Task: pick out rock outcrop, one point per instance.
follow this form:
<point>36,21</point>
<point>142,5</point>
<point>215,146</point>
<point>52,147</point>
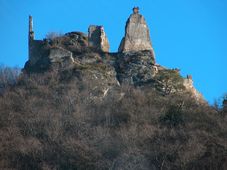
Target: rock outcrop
<point>97,38</point>
<point>88,57</point>
<point>137,36</point>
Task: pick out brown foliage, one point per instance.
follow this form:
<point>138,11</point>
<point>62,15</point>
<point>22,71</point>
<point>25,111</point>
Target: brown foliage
<point>47,123</point>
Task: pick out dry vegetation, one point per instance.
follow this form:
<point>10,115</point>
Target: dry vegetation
<point>47,122</point>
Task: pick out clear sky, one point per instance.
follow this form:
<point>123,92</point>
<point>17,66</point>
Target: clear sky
<point>186,34</point>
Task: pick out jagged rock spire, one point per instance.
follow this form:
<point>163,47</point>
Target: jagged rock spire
<point>31,32</point>
<point>97,38</point>
<point>137,36</point>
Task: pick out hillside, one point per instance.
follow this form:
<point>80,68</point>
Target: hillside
<point>77,106</point>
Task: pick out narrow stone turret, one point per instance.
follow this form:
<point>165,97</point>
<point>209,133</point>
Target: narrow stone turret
<point>137,36</point>
<point>31,32</point>
<point>97,38</point>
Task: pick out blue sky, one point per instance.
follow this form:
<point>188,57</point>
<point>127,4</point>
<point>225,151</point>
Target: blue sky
<point>186,34</point>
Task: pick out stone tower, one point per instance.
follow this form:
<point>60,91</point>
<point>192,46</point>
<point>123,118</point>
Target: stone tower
<point>30,35</point>
<point>97,38</point>
<point>35,47</point>
<point>31,32</point>
<point>137,36</point>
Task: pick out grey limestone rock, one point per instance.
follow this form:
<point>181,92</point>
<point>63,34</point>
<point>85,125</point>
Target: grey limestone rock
<point>97,38</point>
<point>137,36</point>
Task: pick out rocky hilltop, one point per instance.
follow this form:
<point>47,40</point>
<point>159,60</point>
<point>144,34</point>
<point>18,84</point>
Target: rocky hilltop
<point>76,106</point>
<point>133,64</point>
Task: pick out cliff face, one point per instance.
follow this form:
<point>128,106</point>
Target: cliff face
<point>137,36</point>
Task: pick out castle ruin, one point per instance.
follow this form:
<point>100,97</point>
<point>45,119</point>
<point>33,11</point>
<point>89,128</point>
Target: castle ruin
<point>137,35</point>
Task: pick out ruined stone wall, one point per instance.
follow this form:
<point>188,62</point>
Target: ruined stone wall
<point>97,38</point>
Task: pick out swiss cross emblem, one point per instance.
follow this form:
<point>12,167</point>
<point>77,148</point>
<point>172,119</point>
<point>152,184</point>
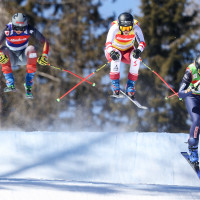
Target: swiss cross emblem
<point>7,33</point>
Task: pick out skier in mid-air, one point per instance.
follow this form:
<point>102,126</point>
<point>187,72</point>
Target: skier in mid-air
<point>120,48</point>
<point>17,52</point>
<point>190,90</point>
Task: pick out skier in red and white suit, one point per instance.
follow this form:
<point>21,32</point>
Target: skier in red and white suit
<point>120,48</point>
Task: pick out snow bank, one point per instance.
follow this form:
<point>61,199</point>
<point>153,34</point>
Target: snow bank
<point>125,158</point>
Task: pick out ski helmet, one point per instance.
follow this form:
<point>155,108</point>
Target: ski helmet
<point>197,62</point>
<point>125,19</point>
<point>19,21</point>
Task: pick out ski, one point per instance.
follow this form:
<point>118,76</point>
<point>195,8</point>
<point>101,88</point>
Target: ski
<point>195,166</point>
<point>134,101</point>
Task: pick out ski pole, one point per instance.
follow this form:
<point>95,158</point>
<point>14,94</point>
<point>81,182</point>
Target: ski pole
<point>93,84</point>
<point>159,77</point>
<point>167,97</point>
<point>58,99</point>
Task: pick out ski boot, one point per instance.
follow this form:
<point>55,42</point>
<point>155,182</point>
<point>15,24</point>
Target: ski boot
<point>28,91</point>
<point>116,87</point>
<point>193,154</point>
<point>10,88</point>
<point>130,88</point>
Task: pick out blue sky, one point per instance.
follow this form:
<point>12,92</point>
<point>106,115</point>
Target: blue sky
<point>119,6</point>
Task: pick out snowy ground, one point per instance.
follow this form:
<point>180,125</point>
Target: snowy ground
<point>95,165</point>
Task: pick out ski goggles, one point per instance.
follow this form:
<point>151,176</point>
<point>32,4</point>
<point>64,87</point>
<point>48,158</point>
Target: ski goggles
<point>125,28</point>
<point>19,28</point>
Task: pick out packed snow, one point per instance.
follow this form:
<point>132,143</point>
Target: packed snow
<point>95,165</point>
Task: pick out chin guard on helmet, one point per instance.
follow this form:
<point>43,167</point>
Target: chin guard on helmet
<point>19,22</point>
<point>125,22</point>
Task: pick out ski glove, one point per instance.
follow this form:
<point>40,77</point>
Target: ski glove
<point>196,87</point>
<point>136,53</point>
<point>3,58</point>
<point>43,60</point>
<point>114,55</point>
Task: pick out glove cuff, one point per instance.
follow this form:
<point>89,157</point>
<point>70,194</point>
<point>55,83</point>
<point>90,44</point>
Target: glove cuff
<point>45,55</point>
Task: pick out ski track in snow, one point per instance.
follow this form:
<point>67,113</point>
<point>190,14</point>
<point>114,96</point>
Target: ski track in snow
<point>95,165</point>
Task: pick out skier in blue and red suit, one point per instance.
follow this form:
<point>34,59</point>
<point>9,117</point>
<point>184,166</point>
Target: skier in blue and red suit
<point>190,90</point>
<point>16,52</point>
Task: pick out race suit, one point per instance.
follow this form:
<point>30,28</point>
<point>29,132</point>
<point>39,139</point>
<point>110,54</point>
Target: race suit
<point>19,52</point>
<point>192,101</point>
<point>124,45</point>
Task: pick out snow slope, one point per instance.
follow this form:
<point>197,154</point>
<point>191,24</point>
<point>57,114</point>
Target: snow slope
<point>96,163</point>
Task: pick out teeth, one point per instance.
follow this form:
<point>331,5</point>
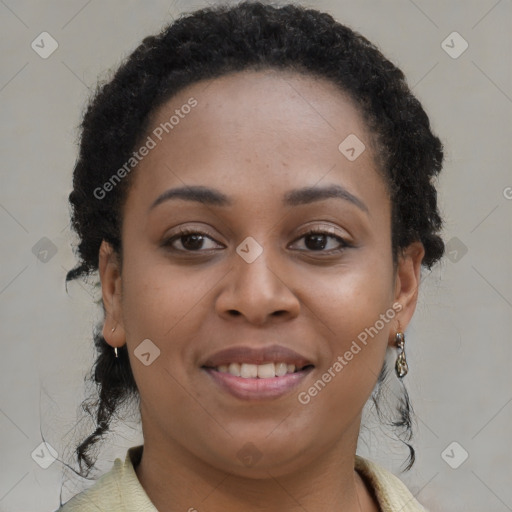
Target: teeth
<point>253,371</point>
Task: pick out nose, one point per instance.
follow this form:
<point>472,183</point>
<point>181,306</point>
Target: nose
<point>258,291</point>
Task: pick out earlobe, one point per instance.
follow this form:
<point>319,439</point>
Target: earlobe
<point>407,285</point>
<point>110,277</point>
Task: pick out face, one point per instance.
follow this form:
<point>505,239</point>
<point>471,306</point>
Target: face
<point>238,270</point>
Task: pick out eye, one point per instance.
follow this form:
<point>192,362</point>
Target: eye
<point>318,239</point>
<point>191,240</point>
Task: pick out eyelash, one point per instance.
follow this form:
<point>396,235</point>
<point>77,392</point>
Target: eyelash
<point>318,231</point>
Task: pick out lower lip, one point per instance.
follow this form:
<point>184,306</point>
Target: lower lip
<point>258,389</point>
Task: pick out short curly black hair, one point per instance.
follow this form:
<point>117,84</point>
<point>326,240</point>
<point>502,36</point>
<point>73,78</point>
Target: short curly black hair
<point>212,42</point>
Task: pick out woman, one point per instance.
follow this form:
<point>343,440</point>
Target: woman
<point>255,189</point>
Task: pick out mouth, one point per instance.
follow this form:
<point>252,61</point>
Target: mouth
<point>255,374</point>
<point>269,370</point>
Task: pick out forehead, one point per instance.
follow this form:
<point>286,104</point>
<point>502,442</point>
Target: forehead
<point>260,129</point>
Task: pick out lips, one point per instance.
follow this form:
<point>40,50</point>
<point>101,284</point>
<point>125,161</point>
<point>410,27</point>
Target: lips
<point>243,354</point>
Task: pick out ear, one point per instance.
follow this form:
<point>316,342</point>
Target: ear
<point>110,277</point>
<point>407,283</point>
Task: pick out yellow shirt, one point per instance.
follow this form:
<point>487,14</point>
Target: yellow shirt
<point>119,490</point>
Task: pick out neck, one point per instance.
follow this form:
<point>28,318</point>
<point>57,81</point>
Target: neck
<point>176,479</point>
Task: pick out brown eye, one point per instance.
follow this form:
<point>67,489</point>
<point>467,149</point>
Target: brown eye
<point>316,240</point>
<point>190,241</point>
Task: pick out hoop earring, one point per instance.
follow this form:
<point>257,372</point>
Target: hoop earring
<point>401,367</point>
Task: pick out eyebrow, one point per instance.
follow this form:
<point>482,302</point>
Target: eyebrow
<point>301,196</point>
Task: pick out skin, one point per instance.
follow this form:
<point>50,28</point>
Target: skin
<point>254,136</point>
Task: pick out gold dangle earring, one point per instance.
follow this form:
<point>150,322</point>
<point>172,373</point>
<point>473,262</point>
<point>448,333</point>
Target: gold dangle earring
<point>401,367</point>
<point>115,348</point>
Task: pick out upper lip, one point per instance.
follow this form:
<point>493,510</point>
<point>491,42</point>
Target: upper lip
<point>245,354</point>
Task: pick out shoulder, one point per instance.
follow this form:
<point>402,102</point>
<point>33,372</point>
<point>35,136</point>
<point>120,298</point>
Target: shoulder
<point>391,493</point>
<point>118,490</point>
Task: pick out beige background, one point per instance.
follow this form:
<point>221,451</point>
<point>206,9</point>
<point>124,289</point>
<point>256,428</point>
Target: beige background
<point>459,344</point>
○ ○ ○ ○ ○
▶ [Objective]: Copy out, word for word and in their original order, the stretch of lines above from the one containing "Task: pick out snow slope, one" through the one containing "<point>96,163</point>", including both.

▶ [Task response]:
Task: pick out snow slope, one point per instance.
follow this form:
<point>197,154</point>
<point>191,24</point>
<point>57,114</point>
Target: snow slope
<point>96,163</point>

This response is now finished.